▸ Work order
Reproduce the data in full, exactly.
── Extracted records
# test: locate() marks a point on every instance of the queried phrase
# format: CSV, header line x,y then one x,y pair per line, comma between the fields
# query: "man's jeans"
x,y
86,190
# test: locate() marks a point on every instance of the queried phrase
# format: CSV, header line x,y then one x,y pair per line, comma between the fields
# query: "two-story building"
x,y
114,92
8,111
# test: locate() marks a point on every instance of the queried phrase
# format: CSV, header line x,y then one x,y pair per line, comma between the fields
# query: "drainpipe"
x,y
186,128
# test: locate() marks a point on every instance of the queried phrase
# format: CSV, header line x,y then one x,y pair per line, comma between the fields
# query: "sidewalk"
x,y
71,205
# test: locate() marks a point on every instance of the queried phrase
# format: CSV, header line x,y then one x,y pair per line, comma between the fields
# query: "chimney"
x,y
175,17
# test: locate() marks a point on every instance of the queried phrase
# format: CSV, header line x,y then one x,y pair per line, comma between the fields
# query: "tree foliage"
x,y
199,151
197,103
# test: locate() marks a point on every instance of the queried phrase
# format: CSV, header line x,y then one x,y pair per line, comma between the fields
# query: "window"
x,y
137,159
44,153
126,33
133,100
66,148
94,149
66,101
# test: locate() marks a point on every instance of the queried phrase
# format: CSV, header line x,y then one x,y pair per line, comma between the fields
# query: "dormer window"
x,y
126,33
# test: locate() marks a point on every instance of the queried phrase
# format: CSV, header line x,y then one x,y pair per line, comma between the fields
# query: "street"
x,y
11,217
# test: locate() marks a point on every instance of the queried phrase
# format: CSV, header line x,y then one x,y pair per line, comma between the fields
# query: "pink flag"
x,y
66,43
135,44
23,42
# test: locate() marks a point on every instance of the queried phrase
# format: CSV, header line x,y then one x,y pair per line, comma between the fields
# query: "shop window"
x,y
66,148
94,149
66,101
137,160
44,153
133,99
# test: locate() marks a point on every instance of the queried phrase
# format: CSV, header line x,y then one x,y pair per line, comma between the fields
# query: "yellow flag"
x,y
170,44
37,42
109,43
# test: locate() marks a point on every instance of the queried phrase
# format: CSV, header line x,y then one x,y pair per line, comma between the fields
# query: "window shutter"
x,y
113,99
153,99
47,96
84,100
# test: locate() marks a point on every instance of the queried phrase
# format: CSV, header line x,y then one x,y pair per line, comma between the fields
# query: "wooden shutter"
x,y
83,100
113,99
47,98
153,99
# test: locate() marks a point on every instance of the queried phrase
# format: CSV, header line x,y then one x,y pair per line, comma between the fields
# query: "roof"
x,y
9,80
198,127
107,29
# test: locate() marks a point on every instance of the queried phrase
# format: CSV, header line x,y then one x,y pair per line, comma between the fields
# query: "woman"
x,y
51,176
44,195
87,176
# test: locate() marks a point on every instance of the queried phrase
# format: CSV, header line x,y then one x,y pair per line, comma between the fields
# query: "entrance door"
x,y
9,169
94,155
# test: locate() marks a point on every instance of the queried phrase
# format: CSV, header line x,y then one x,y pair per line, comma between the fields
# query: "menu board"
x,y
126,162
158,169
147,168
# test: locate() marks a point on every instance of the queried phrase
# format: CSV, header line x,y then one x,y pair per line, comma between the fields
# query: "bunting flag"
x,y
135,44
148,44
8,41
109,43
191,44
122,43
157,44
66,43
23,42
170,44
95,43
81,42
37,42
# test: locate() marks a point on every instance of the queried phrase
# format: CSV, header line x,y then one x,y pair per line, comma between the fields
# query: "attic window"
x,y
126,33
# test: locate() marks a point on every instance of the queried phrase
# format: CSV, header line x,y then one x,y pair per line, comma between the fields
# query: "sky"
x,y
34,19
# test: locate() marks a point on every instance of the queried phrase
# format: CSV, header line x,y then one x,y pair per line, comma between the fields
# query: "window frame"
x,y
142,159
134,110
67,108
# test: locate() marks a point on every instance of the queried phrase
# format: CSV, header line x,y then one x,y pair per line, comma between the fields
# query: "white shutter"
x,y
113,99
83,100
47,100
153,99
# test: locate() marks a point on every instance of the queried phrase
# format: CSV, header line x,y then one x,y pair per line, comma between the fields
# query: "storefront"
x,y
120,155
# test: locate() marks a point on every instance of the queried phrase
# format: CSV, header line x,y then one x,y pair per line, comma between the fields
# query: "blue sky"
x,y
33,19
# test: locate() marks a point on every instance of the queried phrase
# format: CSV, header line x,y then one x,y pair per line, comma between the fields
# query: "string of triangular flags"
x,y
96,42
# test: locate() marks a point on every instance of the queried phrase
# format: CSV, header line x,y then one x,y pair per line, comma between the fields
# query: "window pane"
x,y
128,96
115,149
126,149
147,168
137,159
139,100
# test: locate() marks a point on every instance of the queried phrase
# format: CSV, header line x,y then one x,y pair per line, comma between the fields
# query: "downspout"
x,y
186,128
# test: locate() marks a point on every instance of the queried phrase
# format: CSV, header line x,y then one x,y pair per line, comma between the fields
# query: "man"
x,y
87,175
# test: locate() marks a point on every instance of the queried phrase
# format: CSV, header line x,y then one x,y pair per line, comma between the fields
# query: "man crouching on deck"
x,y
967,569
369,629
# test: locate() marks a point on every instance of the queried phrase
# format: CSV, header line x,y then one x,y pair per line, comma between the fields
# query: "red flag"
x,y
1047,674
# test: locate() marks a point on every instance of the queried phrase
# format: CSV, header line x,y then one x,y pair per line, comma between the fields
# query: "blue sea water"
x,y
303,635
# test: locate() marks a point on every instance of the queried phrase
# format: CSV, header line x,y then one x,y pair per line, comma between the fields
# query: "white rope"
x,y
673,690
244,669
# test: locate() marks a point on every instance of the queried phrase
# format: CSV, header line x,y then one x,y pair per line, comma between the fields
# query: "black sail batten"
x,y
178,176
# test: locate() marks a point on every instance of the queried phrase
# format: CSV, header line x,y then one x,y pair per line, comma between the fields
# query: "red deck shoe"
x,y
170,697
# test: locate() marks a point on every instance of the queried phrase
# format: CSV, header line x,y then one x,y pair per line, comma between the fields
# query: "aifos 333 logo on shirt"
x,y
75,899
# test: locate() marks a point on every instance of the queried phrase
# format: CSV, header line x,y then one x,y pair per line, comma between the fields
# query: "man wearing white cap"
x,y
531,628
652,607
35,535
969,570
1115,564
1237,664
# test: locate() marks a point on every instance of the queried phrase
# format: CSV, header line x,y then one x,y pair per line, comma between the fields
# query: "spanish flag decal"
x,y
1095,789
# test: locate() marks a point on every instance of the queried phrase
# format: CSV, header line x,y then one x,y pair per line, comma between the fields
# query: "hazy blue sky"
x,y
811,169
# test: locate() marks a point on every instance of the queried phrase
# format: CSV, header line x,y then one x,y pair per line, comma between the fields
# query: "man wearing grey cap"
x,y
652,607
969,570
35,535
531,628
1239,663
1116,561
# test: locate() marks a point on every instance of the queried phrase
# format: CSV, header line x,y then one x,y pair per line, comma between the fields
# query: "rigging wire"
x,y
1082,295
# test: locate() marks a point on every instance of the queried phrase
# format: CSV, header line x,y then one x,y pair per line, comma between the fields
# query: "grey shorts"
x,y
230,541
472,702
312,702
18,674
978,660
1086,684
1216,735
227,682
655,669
────
▸ Solution
# test: locate() marks a point on every instance of the queried phrase
# format: CSV, header line x,y then one x,y pair per line, comma between the fields
# query: "man's jeans"
x,y
86,190
# test: locate() marks a point on every instance of the queried phrase
# format: CSV, header line x,y then one x,y pair per line, comma between the fields
# query: "two-story building"
x,y
114,92
8,111
# test: locate() marks a point on every instance of the queried phrase
# format: CSV, header line x,y then one x,y pair per line, comma between the fields
# query: "drainpipe"
x,y
186,128
# test: locate() marks a point on every instance of the queried phrase
# format: CSV, header line x,y then one x,y pair per line, comma between the fields
# query: "sidewalk"
x,y
71,205
# test: locate() marks a point on every instance of the queried phrase
# format: CSV, header line x,y then one x,y pair per line, comma between the fields
# query: "chimney"
x,y
175,17
# test: locate() marks a point on every instance of the queried phrase
# format: CSV, header line x,y then one x,y pair per line, comma between the fields
# query: "tree foliage"
x,y
199,151
197,103
# test: locate() marks a point on every instance of the queried phrase
# format: CSV, header line x,y then one x,y pair per line, comma between the fields
# query: "window"
x,y
137,159
44,153
126,33
133,100
66,148
94,149
66,101
# test: locate() marks a point on every instance of the queried phrase
# format: CSV, header line x,y then one x,y pair per line, comma between the fields
# query: "dormer window"
x,y
126,33
# test: locate() marks a point on every instance of the queried phrase
# format: CSV, header line x,y then one x,y pair per line, comma between the fields
# query: "street"
x,y
11,217
# test: locate() marks a point on every instance of the queried phrase
# format: CSV, header line x,y then one x,y pair per line, comma between the fields
# query: "pink flag"
x,y
66,43
135,44
23,42
# test: locate() marks a point on every instance of the queried phrase
# format: CSV, header line x,y then one x,y pair per line, comma between the fields
# query: "shop window"
x,y
66,148
94,149
66,101
137,160
44,153
133,99
# test: locate() marks a point on every instance of the queried phrase
# format: CSV, header line x,y then one x,y pair per line, comma between the fields
# query: "yellow flag"
x,y
170,44
37,42
109,43
# test: locate() marks a point on every instance of the queried phrase
# format: CSV, header line x,y then one x,y pair per line, comma between the fields
# query: "window shutter"
x,y
113,99
153,99
47,96
84,100
# test: locate() marks a point on every instance of the queried phrase
# format: CSV, header line x,y then one x,y pair per line, comma between the fields
# query: "wooden shutter"
x,y
83,100
113,99
47,98
153,99
# test: locate() marks a point on every instance of the queried phrase
# format: CSV, header line x,y then one x,y pair per line, comma between the fields
# query: "roof"
x,y
9,80
198,127
107,29
# test: locate() marks a point on every instance of the queried phrase
# format: CSV, header line x,y then one x,y pair per line, comma between the fields
# query: "woman"
x,y
51,176
44,195
87,176
# test: locate() marks a point on every instance of the queried phrase
# format: CSV, header line x,y then one x,y pair per line, comma between the fields
# query: "entrance door"
x,y
9,169
94,155
# test: locate() marks a point on every instance of the queried phrase
# format: CSV, header line x,y then one x,y pair per line, comma between the fields
# query: "menu board"
x,y
126,162
158,169
147,168
# test: locate() marks a point on every instance of the queried phrase
# format: CSV, header line x,y then one x,y pair per line, comma between the fields
# query: "bunting flag"
x,y
135,44
148,44
8,41
109,43
191,44
122,43
157,44
66,43
23,42
170,44
95,43
81,42
37,42
# test: locate() marks a point on every instance of the queried phrase
# format: CSV, header line x,y then one x,y pair per line, comma between the fields
# query: "attic window"
x,y
126,33
# test: locate() marks a point on every instance of the queried phrase
# format: CSV, header line x,y then one x,y pair per line, comma between the fields
# query: "sky"
x,y
34,19
# test: locate() marks a point on every instance of the queried phrase
# format: CSV, header line x,y then one x,y pair per line, comma between the fields
# query: "window frame"
x,y
142,159
134,110
67,108
# test: locate() marks a point on every instance of the queried phrase
# format: CSV, header line x,y then one x,y pair per line, comma between the fields
# query: "white shutter"
x,y
113,99
83,100
47,100
153,99
# test: locate() marks a point on every instance of the queried phrase
# format: CSV, header line x,y then one x,y pair per line, comma between the fields
# query: "storefront"
x,y
120,155
# test: locate() marks a point on every instance of the queried phrase
# format: CSV, header line x,y then one x,y pair per line, comma between the fields
# query: "blue sky"
x,y
33,19
# test: locate() marks a point on every instance of the queried phrase
# format: CSV, header line x,y then one x,y pair per line, comma between the fields
# query: "string of triangular flags"
x,y
96,42
# test: locate() marks a point on every instance of the queried phrase
# format: CSV, header line x,y then one x,y pair per line, comma between the fields
# query: "window pane"
x,y
128,96
115,149
126,149
147,168
137,159
139,100
# test: locate() marks a point on every instance of the queried phrase
# format: CSV, header line x,y then one x,y pair per line, comma between the fields
# query: "downspout"
x,y
186,128
# test: locate() marks a point on every instance of the queried phrase
# format: CSV, header line x,y then one x,y pair per line, comma between the fields
# query: "man"
x,y
87,175
# test: locate() marks a point on every instance of the queried phrase
# format: CSV, header line x,y then one x,y pair per line, comma between the fields
# query: "man crouching on deck"
x,y
967,569
369,629
# test: locate() marks a point on every instance of the queried phrase
# format: CSV, header line x,y then one x,y pair per line, comma between the fields
# query: "red flag"
x,y
1047,674
# test: locate() marks a point on every instance of the queried phrase
# format: CSV, header line x,y then one x,y pair per line, comma between the fields
# query: "blue sea water"
x,y
303,635
# test: locate() marks a point on every instance of the queried phrase
# format: CSV, header line x,y then one x,y pair per line, comma between the fields
# query: "white rope"
x,y
673,690
244,669
# test: locate() marks a point on every instance of the queried phrase
# format: CSV, header line x,y then one x,y pair per line, comma between the fields
# query: "black sail batten"
x,y
178,176
# test: locate() marks a point on every instance of the queried phrase
# format: CSV, header line x,y then one x,y pair per line, comma between the fields
# query: "red deck shoe"
x,y
170,697
# test: locate() marks a point on every instance of the queried phrase
# format: CSV, header line x,y then one x,y pair per line, comma between the fields
# query: "aifos 333 logo on shirt"
x,y
75,899
# test: locate() marks a point on every instance of the queried phrase
# format: CSV, header line x,y then one x,y pair per line, comma between the fields
# query: "man wearing white cap"
x,y
531,628
652,607
35,535
969,570
1115,564
1237,664
# test: locate() marks a point on every instance of the queried phrase
# format: CSV, header line x,y then one x,y pair per line, comma between the fields
# query: "spanish flag decal"
x,y
1095,789
# test: locate() marks a point on every instance of the queried phrase
# format: CSV, header line x,y then one x,y pair per line, comma between the fields
# query: "hazy blue sky"
x,y
811,169
# test: locate() marks a point on every instance of the queried phrase
# format: CSV, header line x,y then one x,y pair per line, comma between the fields
# query: "man wearing grey cap"
x,y
652,607
969,570
35,535
531,628
1239,663
1116,561
# test: locate() marks a point on every instance of the queried phrase
# format: CSV, header line x,y then one x,y pair per line, comma between the fields
# query: "rigging wire"
x,y
1082,295
# test: locate() marks a point on every instance of the queried phrase
# format: CSV, header line x,y then one x,y pair per line, comma between the fields
# query: "grey shorts"
x,y
230,541
472,702
312,702
18,674
978,660
1086,684
1216,735
227,682
655,669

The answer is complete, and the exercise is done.